=== Provided material ===
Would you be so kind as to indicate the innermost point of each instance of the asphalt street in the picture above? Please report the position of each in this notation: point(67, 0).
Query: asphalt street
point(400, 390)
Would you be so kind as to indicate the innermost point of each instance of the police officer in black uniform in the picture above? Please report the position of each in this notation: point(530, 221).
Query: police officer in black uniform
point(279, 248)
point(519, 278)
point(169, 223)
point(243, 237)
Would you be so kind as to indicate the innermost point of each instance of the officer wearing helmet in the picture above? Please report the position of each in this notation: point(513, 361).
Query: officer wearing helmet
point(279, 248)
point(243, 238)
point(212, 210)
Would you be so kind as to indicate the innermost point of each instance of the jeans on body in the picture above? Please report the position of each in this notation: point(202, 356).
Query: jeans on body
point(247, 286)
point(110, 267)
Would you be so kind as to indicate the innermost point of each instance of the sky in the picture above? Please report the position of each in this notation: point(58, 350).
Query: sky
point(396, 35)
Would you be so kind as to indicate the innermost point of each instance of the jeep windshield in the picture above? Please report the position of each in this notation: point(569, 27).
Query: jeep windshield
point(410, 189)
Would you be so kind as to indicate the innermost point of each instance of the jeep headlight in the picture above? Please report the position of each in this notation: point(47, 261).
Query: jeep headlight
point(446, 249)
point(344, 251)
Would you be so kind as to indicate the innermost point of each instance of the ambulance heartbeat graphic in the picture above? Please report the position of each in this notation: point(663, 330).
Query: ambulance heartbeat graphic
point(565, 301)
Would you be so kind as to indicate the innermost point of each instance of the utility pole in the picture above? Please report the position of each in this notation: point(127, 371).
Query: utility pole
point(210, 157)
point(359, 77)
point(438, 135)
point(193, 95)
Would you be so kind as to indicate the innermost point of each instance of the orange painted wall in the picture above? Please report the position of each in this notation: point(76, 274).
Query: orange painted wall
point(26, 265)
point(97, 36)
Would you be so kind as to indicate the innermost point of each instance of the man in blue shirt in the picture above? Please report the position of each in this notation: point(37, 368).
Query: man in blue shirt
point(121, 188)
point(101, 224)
===
# Work to complete:
The output should match the records above exactly, line for line.

# Your response:
Would you be so kind as to indicate the innermost point of each instance of the asphalt street in the picture above? Please report the position of each in this notation: point(67, 0).
Query: asphalt street
point(400, 390)
Would you be so kind as to indicate the innermost point of each instance of the police officer in black uniform in the picture above? Please report the position of each in this notation: point(530, 221).
Query: police officer in black uniform
point(279, 248)
point(519, 278)
point(169, 223)
point(243, 237)
Would you be so kind as to indicate the innermost point of each instance of the officer wearing helmet in the picture above? Please report the position of each in this notation: point(513, 361).
Query: officer wearing helmet
point(279, 248)
point(243, 238)
point(212, 210)
Would you be so kind as to indicate the innermost point of each instance of the jeans on body in the picture above? Please report the position of each in this notation: point(202, 356).
Query: jeans on body
point(247, 286)
point(110, 267)
Would you be so kind as to indicate the innermost point of each instance of the sky in the picture above? Please report the position of each in this notation: point(58, 350).
Query: sky
point(396, 35)
Would you be so kind as to indicate the innermost point of each instance of the jeep windshield in the picture above? Please report the position of each in this notation: point(569, 27).
Query: jeep windshield
point(410, 189)
Would you be so kind as to indicate the innermost point of each instance of the jeep headlight in the picture above? Please report the position of each in this notation: point(47, 261).
Query: jeep headlight
point(446, 249)
point(344, 251)
Would you be so kind as to indicate the innermost point of each instance of the ambulance heartbeat graphic in the picture above? Please report the position of each in this notation: point(663, 330).
Query: ambulance heartbeat graphic
point(565, 301)
Would you be so kind as to indicate the innermost point of each instance of the utility pole in the picture above? Please report the position of each in this notation: point(127, 371).
Query: utility pole
point(210, 157)
point(359, 77)
point(438, 135)
point(193, 95)
Would you be so kind as to indicate the innermost point of each instance of the orange painted wall in the picture above? Please report the position of each in this notation: point(76, 274).
Query: orange painted wall
point(26, 265)
point(97, 36)
Would you be so kind as to indicate the innermost point of each instance of the man in blue shirt in the picture above? Please report the position of each in this notation: point(37, 368).
Query: man in blue shirt
point(121, 188)
point(101, 224)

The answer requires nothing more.